> _TASK TO CARRY OUT_
Write out the passage on nanoclay and asphalt rubber storage stability word for word, from "The objective of" up to and including "of asphalt rubber.".

Structure of montmorillonite nanoclay [17].

The objective of this study is to enhance the storage stability of asphalt rubber by incorporating different nanoclays. To this end, the rheological properties of nanoclay-CRM-modified bitumen were evaluated by Superpave Performance Grading (PG) tests and the storage stability was characterized by measuring the difference between the top and bottom portions of binders after lab-simulated storage. Moreover, X-ray diffraction (XRD) test was conducted to reveal the interaction mechanism among crumb rubber, nanoclay and neat bitumen. It is expected that the overall findings of this study would be useful for selecting additives to provide enhanced storage stability of asphalt rubber.

(A run of records)
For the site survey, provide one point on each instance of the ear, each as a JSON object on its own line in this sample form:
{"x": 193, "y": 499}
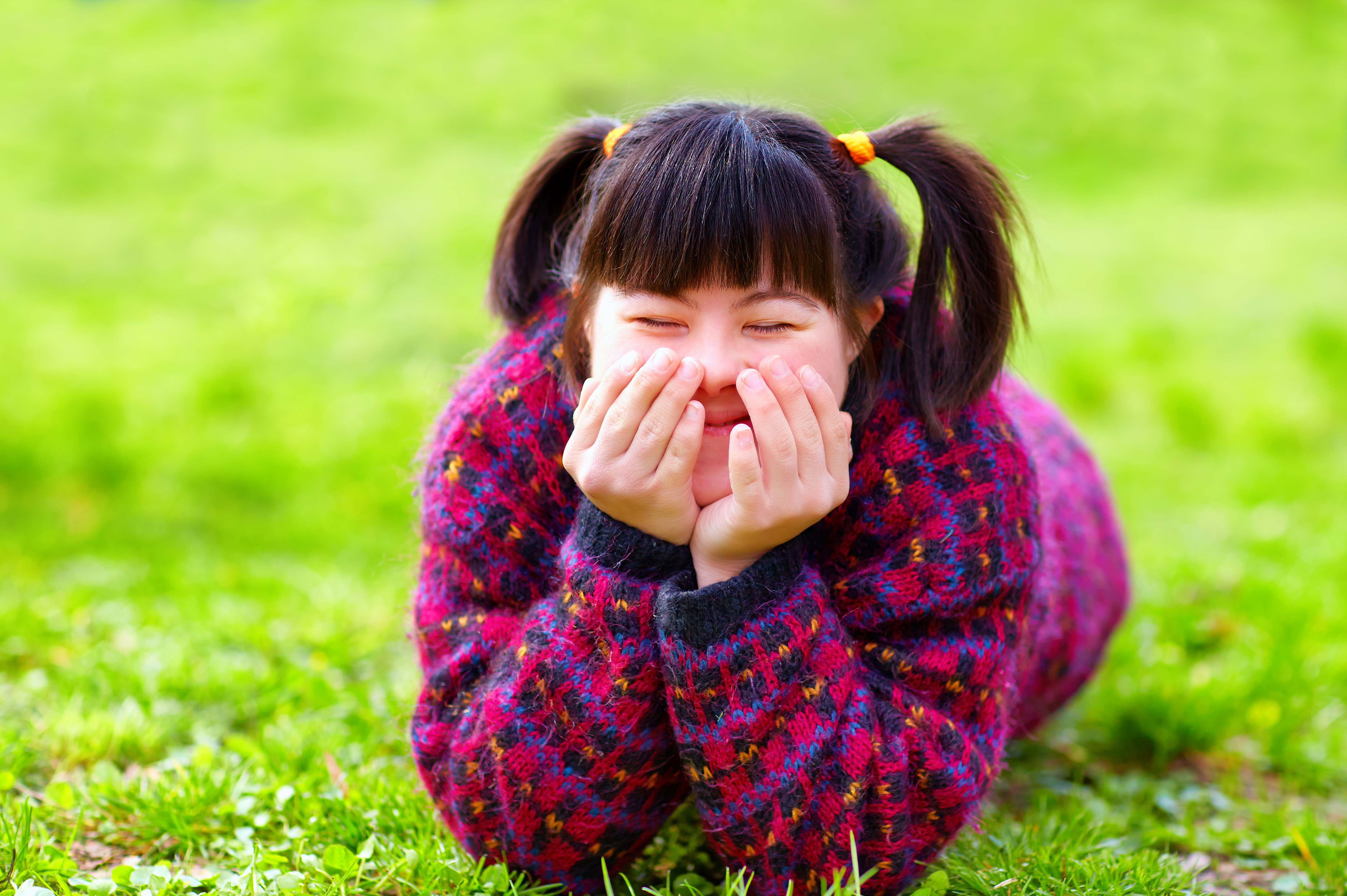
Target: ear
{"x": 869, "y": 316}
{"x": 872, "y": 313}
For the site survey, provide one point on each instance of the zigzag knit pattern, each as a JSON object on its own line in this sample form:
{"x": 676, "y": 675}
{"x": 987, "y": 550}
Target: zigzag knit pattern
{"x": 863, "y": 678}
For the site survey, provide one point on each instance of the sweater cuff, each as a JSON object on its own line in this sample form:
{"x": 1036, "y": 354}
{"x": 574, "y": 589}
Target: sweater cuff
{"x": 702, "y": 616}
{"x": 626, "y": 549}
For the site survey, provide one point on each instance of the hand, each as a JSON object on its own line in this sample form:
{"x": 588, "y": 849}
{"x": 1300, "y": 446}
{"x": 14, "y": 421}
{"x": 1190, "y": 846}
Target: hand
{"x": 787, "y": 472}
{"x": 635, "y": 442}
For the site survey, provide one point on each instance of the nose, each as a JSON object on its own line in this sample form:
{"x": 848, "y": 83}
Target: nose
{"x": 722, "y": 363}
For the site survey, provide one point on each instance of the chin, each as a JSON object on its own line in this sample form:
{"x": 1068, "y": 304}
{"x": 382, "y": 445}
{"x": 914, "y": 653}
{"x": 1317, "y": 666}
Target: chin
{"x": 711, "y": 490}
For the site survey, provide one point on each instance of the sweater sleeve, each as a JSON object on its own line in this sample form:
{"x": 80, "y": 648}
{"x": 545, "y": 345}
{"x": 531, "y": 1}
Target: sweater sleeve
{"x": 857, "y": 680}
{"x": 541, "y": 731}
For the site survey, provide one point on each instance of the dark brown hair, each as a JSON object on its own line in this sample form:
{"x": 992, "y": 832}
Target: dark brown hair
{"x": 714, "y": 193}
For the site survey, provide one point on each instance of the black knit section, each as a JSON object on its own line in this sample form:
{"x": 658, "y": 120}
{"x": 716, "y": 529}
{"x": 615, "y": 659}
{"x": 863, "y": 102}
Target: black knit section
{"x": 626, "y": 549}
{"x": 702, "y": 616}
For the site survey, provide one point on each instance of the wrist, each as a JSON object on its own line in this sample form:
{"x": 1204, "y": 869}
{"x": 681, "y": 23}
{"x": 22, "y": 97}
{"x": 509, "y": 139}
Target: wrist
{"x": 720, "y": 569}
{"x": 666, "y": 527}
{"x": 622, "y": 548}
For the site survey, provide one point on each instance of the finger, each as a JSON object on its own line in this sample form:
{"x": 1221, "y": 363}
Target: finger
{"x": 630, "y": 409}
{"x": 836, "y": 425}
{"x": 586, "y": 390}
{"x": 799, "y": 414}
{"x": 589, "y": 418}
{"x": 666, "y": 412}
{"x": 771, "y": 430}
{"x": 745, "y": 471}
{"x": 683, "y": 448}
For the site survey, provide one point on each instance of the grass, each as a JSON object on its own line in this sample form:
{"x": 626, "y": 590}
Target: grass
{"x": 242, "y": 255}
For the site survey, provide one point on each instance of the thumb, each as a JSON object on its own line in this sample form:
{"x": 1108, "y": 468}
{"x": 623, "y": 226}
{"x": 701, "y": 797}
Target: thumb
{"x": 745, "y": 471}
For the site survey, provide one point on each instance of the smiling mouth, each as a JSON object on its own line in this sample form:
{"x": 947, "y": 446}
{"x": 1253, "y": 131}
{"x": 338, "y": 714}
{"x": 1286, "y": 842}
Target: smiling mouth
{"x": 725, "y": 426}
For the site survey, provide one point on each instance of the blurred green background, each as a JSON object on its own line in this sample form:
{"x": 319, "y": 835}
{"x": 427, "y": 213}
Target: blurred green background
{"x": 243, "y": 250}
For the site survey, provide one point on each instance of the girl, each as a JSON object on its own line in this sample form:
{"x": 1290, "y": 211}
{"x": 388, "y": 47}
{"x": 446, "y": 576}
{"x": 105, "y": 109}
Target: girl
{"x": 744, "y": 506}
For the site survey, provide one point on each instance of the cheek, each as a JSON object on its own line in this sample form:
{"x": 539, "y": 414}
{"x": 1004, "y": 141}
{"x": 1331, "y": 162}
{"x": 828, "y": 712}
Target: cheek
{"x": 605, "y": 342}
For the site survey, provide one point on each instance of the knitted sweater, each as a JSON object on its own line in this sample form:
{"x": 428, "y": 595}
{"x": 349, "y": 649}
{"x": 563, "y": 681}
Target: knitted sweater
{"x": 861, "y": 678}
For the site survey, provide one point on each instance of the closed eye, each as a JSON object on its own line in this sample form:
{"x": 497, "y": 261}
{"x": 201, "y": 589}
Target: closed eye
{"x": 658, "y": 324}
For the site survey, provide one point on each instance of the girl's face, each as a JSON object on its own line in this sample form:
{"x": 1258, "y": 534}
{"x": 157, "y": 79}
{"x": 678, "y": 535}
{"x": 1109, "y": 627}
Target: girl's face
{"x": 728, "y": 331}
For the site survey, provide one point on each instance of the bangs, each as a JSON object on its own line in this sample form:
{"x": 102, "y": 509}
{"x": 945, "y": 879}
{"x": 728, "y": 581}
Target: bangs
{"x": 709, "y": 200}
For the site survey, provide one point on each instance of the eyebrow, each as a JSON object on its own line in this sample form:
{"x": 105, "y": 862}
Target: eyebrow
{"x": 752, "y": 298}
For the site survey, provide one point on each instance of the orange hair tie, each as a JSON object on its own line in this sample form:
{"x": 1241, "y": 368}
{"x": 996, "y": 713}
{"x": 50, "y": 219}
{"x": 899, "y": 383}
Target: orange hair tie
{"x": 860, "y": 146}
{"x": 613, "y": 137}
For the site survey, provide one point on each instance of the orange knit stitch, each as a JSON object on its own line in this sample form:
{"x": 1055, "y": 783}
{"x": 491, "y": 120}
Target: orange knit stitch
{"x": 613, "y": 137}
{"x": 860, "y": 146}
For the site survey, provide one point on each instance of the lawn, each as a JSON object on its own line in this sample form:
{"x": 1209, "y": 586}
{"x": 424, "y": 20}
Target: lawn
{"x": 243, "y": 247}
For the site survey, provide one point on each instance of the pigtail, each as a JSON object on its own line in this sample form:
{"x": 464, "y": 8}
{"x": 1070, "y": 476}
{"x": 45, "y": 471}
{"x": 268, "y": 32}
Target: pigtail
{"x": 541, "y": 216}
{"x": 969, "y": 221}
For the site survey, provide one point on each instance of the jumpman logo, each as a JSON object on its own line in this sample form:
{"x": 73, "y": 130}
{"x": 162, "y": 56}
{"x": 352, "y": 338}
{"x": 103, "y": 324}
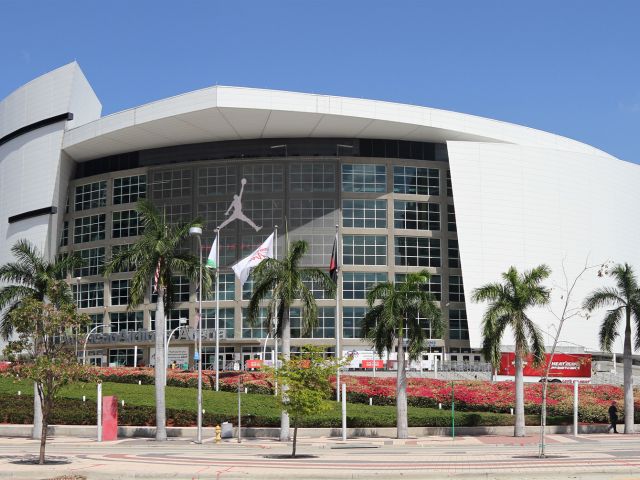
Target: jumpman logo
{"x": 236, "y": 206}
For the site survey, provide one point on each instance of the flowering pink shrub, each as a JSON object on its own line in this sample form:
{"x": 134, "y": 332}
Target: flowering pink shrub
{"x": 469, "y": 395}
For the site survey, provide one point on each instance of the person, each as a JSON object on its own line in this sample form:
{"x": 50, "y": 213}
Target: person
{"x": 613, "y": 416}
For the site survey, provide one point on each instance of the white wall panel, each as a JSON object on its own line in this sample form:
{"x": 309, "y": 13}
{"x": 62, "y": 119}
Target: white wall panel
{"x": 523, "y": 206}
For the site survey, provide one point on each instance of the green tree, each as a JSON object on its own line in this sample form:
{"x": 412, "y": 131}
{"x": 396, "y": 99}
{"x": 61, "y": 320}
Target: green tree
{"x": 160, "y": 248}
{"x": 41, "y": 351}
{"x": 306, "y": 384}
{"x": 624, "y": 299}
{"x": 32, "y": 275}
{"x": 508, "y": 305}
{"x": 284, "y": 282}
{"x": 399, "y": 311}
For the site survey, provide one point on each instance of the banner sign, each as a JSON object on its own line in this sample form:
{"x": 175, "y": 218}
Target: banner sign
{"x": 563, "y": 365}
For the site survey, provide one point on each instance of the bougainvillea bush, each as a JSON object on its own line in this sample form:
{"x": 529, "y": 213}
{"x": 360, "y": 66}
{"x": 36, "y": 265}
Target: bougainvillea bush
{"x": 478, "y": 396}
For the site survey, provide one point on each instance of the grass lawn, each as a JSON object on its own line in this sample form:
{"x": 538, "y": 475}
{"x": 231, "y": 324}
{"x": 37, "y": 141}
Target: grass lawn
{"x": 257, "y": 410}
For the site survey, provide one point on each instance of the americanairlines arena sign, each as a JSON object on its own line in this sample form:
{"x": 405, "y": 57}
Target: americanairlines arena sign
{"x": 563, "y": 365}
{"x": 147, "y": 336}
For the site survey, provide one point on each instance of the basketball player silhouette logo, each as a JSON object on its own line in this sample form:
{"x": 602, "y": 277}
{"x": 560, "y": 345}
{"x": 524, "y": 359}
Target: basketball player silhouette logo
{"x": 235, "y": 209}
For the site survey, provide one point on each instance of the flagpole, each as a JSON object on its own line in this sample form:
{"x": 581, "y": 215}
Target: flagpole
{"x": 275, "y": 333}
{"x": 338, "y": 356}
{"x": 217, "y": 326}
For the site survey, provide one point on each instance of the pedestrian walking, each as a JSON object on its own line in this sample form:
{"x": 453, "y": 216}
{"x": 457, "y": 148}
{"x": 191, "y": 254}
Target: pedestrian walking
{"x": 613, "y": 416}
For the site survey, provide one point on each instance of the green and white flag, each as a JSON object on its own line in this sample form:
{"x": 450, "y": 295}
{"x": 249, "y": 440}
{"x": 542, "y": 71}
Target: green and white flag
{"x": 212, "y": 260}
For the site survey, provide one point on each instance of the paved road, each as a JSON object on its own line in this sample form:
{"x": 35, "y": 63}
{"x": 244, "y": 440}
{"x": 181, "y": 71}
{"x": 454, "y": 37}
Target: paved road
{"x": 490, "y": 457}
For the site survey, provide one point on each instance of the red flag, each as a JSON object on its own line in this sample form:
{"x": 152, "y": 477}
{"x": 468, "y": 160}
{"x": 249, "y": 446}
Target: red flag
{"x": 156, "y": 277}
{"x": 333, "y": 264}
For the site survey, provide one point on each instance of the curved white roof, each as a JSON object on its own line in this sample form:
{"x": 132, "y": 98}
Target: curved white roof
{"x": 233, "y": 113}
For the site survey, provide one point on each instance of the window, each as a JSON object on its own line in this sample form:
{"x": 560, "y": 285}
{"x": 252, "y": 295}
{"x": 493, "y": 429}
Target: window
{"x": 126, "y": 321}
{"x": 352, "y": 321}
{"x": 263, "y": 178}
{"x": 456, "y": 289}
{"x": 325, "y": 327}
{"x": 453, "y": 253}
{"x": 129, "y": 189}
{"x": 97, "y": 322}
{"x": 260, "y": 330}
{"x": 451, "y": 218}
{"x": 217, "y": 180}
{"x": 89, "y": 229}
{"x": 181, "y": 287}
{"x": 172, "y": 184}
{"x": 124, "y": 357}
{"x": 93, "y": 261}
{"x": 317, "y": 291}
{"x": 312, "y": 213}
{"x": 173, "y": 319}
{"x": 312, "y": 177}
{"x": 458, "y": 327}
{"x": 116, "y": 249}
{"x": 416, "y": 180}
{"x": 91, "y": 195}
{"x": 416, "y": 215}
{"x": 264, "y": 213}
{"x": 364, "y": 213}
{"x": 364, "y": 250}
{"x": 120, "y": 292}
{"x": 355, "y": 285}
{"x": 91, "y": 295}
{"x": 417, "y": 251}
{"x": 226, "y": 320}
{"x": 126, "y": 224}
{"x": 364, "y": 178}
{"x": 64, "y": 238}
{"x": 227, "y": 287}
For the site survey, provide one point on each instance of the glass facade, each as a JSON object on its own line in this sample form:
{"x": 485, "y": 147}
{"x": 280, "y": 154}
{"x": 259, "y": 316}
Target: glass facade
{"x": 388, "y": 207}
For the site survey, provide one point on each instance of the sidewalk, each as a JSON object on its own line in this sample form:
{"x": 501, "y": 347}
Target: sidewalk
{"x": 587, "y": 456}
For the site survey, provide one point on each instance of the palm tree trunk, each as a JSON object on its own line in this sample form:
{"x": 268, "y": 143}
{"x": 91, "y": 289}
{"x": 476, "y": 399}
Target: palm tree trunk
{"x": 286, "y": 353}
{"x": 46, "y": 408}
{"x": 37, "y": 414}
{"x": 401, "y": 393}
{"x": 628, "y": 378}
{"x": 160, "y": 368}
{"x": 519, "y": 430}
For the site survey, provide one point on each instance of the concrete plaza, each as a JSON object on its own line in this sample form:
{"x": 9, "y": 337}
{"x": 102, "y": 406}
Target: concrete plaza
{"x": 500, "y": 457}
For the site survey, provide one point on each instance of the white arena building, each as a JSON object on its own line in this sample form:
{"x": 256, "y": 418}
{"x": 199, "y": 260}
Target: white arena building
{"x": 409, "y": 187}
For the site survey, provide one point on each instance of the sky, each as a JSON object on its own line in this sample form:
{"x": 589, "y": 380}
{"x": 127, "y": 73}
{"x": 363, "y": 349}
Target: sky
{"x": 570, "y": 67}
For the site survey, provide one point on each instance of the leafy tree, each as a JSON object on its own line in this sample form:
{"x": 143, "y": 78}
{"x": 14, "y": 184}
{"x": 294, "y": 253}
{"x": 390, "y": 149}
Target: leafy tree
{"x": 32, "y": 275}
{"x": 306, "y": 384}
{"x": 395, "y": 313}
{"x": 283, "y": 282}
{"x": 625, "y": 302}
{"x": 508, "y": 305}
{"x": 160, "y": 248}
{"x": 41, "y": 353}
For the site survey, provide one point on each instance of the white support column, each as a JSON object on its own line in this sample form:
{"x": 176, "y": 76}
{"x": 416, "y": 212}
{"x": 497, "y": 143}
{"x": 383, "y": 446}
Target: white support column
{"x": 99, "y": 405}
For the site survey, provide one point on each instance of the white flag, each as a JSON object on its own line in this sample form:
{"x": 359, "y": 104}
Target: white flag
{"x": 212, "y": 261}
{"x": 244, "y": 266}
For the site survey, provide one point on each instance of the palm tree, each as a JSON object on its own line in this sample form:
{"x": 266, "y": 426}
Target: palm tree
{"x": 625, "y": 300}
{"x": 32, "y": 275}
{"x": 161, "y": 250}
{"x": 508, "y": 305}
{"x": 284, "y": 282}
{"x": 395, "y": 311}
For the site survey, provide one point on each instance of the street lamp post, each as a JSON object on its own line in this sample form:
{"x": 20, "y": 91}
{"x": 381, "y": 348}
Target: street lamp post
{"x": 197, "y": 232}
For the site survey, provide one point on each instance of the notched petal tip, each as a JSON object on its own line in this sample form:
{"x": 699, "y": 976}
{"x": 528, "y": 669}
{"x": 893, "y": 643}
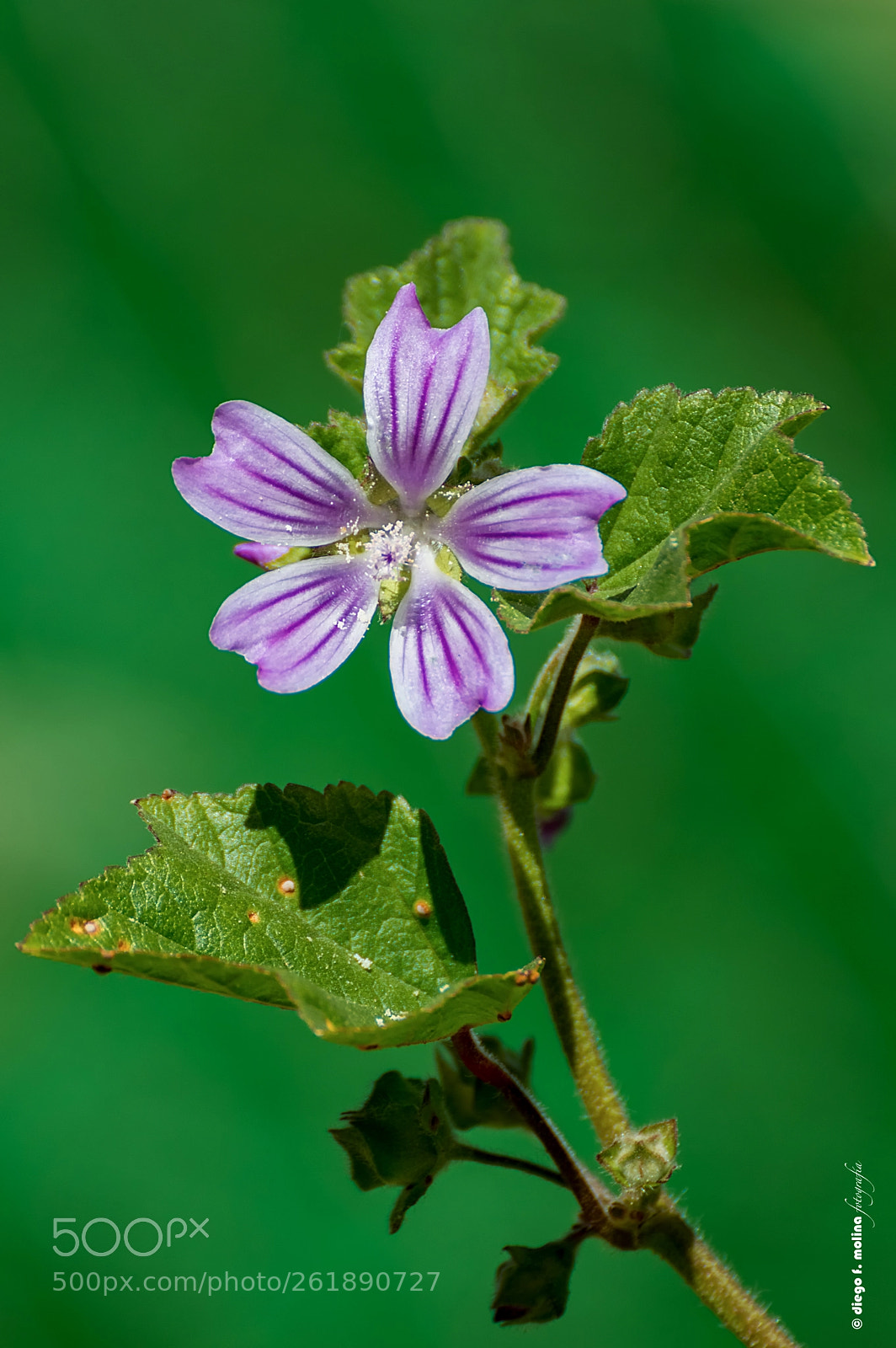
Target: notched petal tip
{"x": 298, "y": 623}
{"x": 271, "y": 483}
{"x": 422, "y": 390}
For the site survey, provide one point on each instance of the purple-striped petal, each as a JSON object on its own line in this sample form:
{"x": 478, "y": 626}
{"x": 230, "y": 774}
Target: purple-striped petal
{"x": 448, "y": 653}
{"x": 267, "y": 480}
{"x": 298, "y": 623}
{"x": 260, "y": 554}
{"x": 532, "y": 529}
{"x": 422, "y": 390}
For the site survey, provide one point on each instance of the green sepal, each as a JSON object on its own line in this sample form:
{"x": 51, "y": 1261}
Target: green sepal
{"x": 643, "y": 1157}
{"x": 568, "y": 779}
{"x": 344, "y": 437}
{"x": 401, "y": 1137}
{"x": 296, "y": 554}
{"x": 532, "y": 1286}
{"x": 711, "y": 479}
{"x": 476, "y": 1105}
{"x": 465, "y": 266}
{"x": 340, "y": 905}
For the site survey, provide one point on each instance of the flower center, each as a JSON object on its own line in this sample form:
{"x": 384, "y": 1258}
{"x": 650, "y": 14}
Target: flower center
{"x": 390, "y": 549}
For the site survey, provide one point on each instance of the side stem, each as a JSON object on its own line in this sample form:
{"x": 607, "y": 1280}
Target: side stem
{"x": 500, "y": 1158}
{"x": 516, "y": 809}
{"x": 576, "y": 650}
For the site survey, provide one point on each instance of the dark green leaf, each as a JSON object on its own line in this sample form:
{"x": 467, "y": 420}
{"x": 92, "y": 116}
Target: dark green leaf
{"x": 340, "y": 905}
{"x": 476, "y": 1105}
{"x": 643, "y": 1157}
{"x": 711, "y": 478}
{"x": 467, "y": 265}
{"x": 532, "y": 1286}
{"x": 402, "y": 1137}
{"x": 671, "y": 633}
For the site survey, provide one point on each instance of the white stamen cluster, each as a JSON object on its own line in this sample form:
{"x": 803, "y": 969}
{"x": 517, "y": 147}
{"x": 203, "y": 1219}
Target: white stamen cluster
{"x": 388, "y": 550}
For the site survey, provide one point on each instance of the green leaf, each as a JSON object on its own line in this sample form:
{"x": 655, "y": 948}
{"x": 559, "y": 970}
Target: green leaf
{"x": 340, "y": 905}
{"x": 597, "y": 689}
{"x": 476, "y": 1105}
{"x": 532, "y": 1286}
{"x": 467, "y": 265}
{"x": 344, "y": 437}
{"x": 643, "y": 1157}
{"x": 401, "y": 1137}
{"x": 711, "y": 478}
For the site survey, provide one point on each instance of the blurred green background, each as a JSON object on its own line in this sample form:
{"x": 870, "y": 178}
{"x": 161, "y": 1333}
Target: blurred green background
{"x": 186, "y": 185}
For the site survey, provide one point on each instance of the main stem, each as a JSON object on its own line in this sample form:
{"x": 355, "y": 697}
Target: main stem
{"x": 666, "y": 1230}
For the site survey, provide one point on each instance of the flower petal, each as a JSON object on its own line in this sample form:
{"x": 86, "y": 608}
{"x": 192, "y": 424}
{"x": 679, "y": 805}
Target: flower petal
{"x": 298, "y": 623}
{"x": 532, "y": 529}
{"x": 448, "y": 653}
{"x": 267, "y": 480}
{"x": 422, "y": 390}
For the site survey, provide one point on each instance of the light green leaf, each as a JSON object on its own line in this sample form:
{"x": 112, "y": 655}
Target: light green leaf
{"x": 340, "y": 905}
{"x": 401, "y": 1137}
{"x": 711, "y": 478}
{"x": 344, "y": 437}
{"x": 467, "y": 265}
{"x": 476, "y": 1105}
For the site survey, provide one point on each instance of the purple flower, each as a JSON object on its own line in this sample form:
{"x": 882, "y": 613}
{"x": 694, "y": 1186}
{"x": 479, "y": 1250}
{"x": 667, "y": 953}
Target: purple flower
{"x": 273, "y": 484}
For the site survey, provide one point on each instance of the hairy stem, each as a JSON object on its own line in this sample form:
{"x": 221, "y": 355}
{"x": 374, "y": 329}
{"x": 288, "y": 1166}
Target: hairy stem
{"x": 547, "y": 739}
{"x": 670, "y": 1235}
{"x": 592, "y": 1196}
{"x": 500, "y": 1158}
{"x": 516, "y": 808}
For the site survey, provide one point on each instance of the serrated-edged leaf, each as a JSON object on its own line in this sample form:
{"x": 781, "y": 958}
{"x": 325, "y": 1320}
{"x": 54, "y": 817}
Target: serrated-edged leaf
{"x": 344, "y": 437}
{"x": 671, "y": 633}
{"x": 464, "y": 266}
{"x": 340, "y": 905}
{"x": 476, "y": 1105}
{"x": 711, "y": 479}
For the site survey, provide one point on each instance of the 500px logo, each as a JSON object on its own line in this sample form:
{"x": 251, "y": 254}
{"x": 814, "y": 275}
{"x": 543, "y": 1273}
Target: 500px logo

> _ANSWER TO THE EXERCISE_
The objective of this study is to enhance the storage stability of asphalt rubber by incorporating different nanoclays. To this end, the rheological properties of nanoclay-CRM-modified bitumen were evaluated by Superpave Performance Grading (PG) tests and the storage stability was characterized by measuring the difference between the top and bottom portions of binders after lab-simulated storage. Moreover, X-ray diffraction (XRD) test was conducted to reveal the interaction mechanism among crumb rubber, nanoclay and neat bitumen. It is expected that the overall findings of this study would be useful for selecting additives to provide enhanced storage stability of asphalt rubber.